- THE PROBLEM -
Rescale the data from its first line through the line holding "(1191, 137)", inclusive. Write out every line in that span again with all other text unchanged, but multiply each point coordinate in the answers by 1.15 and round it to a whole number, rounding halves up.

-------- ENTRIES SHOWN --------

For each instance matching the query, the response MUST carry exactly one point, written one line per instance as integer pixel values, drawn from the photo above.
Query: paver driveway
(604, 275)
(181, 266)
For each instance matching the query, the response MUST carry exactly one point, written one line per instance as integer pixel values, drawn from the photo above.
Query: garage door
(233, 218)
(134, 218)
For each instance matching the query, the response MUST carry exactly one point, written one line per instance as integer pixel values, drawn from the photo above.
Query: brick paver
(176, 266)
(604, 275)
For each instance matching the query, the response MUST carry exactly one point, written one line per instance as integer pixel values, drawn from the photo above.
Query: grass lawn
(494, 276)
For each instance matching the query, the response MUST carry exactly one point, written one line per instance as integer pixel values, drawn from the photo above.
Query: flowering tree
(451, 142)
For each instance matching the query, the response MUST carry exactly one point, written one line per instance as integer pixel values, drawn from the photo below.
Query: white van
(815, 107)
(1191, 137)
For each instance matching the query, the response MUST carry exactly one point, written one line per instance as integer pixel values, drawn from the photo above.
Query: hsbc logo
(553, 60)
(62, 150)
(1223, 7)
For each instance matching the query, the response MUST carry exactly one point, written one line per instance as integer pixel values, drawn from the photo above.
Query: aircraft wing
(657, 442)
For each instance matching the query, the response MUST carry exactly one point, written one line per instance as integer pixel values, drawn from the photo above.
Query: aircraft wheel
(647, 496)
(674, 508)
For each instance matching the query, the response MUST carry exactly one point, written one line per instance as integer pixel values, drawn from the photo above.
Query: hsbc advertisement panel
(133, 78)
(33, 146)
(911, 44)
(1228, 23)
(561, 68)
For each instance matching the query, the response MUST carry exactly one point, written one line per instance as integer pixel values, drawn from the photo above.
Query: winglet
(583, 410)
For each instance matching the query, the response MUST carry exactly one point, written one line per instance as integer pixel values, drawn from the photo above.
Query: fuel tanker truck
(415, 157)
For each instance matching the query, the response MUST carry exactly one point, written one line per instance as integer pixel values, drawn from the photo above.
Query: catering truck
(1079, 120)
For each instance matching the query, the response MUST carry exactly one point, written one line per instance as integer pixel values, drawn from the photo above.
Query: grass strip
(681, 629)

--------

- FINAL RESULT -
For each instance matching the query, the response MUST carry exactly one point, written one line per instance as integer pixel values, drawn from the photo above.
Query: paver driveway
(695, 316)
(208, 306)
For each instance matching the query, the response MUST carry exactly one point, written one line per instance as integer pixel values, drawn from the photo above.
Query: garage door
(268, 251)
(154, 251)
For each instance matching the query, the response MUST carry exactly one point, written one line per instance as integer pixel values, drawn from the photo above.
Query: brick paver
(202, 306)
(695, 316)
For each instance matching the query, the response MUST carry exactly one point, written one line per instance as integer pixel values, drawn from the photo above.
Query: grass lawn
(568, 317)
For each instance matching the query, the response MUST carry exactly one point, written one line per instance as integer pixel values, drawn from the photo above.
Query: flowering tree
(519, 163)
For each instance matching the query, the response MUST carry exactly one point, written one line per instance as integer pixel values, drawn from the photo below.
Query: white van
(937, 123)
(1370, 158)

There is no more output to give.